-- Data to examine follows --

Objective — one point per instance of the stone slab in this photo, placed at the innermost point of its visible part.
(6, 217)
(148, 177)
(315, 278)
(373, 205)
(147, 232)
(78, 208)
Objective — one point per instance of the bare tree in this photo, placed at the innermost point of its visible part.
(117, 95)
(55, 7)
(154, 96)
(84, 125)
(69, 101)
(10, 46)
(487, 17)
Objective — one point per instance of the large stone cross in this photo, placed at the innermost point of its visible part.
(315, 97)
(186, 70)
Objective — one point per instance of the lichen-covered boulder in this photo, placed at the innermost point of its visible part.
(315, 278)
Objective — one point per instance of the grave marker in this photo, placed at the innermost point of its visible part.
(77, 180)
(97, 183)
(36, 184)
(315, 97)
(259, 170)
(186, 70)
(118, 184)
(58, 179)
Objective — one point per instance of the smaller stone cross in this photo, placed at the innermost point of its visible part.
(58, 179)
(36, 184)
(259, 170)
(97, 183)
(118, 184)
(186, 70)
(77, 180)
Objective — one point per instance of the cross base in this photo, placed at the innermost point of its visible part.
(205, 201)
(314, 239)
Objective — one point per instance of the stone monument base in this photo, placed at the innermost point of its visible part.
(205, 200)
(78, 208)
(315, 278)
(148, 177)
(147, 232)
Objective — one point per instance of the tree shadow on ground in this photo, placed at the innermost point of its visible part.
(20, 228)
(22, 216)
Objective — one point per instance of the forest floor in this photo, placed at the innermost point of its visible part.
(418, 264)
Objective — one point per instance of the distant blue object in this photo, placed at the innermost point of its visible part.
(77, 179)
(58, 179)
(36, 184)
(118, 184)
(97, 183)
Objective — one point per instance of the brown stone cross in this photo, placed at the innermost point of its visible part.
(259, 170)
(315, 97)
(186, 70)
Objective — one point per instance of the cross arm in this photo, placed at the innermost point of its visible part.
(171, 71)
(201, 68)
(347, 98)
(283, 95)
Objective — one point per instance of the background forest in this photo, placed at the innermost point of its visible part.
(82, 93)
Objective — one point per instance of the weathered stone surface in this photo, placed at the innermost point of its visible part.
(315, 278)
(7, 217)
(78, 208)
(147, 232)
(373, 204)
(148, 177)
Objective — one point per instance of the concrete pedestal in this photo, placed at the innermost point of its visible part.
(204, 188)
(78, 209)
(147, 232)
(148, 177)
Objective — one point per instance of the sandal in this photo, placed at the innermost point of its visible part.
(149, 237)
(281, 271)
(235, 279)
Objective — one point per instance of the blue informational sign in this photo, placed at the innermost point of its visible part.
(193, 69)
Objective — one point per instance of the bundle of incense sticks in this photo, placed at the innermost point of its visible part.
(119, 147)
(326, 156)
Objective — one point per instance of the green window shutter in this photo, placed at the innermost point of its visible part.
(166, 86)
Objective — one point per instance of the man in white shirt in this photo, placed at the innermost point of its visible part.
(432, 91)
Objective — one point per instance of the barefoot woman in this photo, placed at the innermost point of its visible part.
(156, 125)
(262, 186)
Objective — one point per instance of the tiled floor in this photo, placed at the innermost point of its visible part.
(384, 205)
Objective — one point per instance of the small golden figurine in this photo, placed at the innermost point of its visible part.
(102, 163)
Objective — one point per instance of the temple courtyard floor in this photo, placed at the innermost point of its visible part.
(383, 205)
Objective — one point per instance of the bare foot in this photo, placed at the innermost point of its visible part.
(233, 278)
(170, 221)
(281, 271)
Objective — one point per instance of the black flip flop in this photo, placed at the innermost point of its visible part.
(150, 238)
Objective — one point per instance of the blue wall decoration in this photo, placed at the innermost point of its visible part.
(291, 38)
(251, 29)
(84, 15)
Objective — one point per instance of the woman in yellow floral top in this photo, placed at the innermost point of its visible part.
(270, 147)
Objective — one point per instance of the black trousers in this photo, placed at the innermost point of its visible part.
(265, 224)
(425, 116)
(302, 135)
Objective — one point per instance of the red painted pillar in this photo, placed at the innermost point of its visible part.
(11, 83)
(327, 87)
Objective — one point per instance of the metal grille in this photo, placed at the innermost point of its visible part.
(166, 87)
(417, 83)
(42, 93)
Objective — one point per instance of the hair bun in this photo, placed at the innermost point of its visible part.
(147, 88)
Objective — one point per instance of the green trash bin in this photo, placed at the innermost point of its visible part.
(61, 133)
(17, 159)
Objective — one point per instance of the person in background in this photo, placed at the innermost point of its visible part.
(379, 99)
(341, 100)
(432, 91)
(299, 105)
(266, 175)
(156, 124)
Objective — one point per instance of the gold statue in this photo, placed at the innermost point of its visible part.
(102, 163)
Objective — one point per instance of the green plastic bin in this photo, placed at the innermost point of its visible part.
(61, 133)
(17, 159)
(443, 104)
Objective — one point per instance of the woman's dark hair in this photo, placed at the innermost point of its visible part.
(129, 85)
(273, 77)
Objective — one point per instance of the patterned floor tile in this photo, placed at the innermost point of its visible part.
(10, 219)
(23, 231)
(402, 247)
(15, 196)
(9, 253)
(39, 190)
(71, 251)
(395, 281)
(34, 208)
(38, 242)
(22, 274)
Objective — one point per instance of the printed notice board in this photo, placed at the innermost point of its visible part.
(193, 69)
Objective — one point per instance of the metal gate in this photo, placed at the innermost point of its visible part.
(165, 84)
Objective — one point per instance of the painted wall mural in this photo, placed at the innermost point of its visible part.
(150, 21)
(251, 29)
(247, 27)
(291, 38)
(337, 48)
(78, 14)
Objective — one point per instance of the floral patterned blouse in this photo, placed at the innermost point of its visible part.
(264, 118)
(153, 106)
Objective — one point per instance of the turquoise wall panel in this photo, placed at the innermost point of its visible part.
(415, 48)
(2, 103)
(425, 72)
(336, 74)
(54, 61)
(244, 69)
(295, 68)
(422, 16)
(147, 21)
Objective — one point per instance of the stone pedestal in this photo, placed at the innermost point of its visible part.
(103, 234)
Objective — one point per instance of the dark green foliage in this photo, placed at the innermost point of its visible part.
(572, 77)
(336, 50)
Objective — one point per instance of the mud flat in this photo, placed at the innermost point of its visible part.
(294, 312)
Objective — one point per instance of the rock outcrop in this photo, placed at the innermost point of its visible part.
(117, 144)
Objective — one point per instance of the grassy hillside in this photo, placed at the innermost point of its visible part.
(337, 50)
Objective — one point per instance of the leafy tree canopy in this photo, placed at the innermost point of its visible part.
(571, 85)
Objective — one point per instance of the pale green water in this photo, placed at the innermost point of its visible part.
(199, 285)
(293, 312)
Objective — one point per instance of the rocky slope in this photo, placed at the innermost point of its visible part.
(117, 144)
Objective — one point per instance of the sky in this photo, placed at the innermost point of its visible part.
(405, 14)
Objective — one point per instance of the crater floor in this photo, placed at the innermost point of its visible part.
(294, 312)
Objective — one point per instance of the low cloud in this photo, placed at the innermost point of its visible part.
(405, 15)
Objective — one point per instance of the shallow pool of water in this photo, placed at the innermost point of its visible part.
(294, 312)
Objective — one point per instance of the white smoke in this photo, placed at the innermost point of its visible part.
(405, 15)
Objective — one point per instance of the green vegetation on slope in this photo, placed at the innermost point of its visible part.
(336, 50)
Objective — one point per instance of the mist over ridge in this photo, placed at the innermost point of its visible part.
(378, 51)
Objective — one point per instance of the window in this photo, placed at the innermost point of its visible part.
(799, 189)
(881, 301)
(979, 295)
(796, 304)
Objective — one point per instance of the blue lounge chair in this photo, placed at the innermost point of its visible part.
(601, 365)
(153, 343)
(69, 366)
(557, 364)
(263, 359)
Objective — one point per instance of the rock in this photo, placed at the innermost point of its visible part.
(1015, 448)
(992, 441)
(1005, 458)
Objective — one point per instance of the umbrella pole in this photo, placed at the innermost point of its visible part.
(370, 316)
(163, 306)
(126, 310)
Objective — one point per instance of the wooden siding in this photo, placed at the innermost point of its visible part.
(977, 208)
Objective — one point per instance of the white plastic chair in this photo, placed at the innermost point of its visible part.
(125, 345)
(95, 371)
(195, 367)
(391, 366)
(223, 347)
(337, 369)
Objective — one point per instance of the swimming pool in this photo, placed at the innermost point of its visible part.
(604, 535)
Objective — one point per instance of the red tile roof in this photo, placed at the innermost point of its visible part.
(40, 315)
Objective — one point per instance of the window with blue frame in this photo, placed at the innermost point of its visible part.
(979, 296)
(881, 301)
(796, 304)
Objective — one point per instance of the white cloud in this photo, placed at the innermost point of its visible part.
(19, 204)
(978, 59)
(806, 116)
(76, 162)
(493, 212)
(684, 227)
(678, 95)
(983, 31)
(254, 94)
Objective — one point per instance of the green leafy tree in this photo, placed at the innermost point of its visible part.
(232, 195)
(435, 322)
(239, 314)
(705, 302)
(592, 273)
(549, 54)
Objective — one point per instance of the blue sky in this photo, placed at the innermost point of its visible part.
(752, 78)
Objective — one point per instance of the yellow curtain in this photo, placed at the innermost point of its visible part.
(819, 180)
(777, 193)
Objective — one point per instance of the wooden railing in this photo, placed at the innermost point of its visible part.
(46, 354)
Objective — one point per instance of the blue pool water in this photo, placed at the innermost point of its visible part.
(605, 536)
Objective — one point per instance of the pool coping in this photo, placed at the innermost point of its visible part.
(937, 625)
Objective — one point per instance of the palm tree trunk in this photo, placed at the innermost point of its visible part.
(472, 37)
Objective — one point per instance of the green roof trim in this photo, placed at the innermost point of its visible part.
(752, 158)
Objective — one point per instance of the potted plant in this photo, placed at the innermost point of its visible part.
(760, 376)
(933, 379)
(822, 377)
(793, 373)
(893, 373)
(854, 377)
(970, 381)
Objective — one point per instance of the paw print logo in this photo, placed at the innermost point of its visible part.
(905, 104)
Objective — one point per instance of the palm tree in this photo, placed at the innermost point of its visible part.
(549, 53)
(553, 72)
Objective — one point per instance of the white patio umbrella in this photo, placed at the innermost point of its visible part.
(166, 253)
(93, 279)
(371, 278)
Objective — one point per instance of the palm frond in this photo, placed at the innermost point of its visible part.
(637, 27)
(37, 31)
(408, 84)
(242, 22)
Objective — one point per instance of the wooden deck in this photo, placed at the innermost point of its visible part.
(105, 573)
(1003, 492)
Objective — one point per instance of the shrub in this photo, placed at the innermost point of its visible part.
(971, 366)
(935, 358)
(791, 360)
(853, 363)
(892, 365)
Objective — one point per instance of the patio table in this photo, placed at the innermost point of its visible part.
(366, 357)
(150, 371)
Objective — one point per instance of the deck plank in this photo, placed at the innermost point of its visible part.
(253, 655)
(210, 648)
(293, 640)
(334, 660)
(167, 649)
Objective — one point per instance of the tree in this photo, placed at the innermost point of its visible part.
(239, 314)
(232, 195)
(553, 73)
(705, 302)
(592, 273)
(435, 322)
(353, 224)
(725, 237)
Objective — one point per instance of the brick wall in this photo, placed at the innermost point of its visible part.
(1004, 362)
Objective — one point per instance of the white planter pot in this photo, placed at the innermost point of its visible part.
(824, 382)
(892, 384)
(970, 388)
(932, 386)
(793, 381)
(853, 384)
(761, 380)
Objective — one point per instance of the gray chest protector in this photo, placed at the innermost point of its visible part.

-- Data to examine concluded --

_Task instructions_. The lines wanted are those from the one with "Objective — one point per instance of the patio" through the last line of the records, repeated exactly and with both ends included.

_Problem solution_.
Objective — one point per instance of the patio table in this photo, placed at the innermost point of its visible part.
(366, 357)
(150, 371)
Objective — one point per instance of the deck plank in this photo, placed at the innermost point of its visible part.
(253, 655)
(210, 648)
(293, 640)
(334, 660)
(167, 649)
Objective — one point per instance of the tree in this photo, placed at the innermost point of its visible part.
(239, 314)
(232, 195)
(553, 73)
(705, 302)
(592, 273)
(435, 322)
(353, 224)
(725, 237)
Objective — one point per instance of the brick wall in this photo, placed at the innermost point of its visible part.
(1004, 362)
Objective — one point per instance of the white planter pot in this photo, placed at the innermost point of its visible part.
(824, 382)
(892, 384)
(970, 388)
(932, 386)
(793, 381)
(853, 384)
(761, 380)
Objective — one point per instance of the gray chest protector in this photo, placed at the innermost point of its visible part.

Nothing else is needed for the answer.